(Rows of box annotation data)
======

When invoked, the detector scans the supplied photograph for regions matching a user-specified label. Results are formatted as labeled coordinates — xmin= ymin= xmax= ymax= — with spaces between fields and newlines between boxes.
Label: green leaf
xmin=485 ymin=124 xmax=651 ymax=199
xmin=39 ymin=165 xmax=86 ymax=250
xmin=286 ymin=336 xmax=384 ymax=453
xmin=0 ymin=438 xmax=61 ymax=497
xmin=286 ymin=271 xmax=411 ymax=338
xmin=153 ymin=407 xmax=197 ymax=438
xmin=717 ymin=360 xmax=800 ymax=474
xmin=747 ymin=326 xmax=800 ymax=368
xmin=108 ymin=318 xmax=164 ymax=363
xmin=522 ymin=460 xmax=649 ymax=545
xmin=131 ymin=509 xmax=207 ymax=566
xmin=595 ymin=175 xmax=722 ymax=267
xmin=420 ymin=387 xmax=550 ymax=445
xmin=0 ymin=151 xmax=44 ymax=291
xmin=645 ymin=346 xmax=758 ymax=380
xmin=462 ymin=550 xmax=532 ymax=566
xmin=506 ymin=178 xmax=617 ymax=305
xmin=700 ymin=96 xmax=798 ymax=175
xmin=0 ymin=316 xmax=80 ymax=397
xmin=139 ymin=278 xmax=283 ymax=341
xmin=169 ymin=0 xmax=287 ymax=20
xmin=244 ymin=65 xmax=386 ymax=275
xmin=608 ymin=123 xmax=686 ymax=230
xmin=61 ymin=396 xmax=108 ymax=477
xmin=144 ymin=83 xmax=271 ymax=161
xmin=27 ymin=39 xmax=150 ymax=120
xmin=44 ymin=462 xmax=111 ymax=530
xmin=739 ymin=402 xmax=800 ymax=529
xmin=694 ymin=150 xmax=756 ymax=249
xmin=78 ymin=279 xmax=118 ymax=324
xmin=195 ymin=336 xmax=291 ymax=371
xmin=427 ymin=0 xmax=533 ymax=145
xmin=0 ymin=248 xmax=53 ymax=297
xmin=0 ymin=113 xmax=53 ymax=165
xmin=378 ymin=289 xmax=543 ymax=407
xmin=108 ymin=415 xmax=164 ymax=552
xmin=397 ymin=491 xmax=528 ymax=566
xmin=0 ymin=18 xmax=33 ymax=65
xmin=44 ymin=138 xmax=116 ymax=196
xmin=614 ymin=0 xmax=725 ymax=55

======

- [Work to complete]: Copy the lines above word for word, from first to last.

- [Problem solution]:
When invoked, the detector scans the supplied photograph for regions matching a user-specified label. Results are formatted as labeled coordinates — xmin= ymin= xmax= ymax= — with spaces between fields and newlines between boxes.
Label: green leaf
xmin=485 ymin=124 xmax=651 ymax=199
xmin=39 ymin=165 xmax=86 ymax=250
xmin=286 ymin=336 xmax=384 ymax=453
xmin=0 ymin=438 xmax=61 ymax=497
xmin=286 ymin=271 xmax=411 ymax=338
xmin=153 ymin=407 xmax=197 ymax=438
xmin=717 ymin=360 xmax=800 ymax=474
xmin=747 ymin=326 xmax=800 ymax=368
xmin=108 ymin=318 xmax=164 ymax=363
xmin=522 ymin=460 xmax=649 ymax=545
xmin=131 ymin=509 xmax=207 ymax=566
xmin=595 ymin=175 xmax=722 ymax=267
xmin=420 ymin=387 xmax=550 ymax=445
xmin=0 ymin=151 xmax=44 ymax=291
xmin=645 ymin=346 xmax=758 ymax=380
xmin=462 ymin=550 xmax=532 ymax=566
xmin=506 ymin=178 xmax=617 ymax=305
xmin=700 ymin=96 xmax=798 ymax=175
xmin=0 ymin=316 xmax=80 ymax=397
xmin=139 ymin=278 xmax=283 ymax=341
xmin=169 ymin=0 xmax=287 ymax=20
xmin=244 ymin=65 xmax=386 ymax=275
xmin=608 ymin=123 xmax=686 ymax=230
xmin=61 ymin=396 xmax=108 ymax=477
xmin=144 ymin=83 xmax=271 ymax=161
xmin=27 ymin=39 xmax=150 ymax=120
xmin=44 ymin=462 xmax=111 ymax=530
xmin=739 ymin=402 xmax=800 ymax=529
xmin=694 ymin=150 xmax=756 ymax=249
xmin=78 ymin=279 xmax=118 ymax=324
xmin=195 ymin=336 xmax=291 ymax=371
xmin=427 ymin=0 xmax=533 ymax=145
xmin=0 ymin=248 xmax=53 ymax=297
xmin=0 ymin=113 xmax=53 ymax=165
xmin=378 ymin=289 xmax=543 ymax=407
xmin=108 ymin=415 xmax=164 ymax=552
xmin=397 ymin=491 xmax=528 ymax=566
xmin=0 ymin=18 xmax=33 ymax=65
xmin=44 ymin=138 xmax=116 ymax=196
xmin=614 ymin=0 xmax=725 ymax=55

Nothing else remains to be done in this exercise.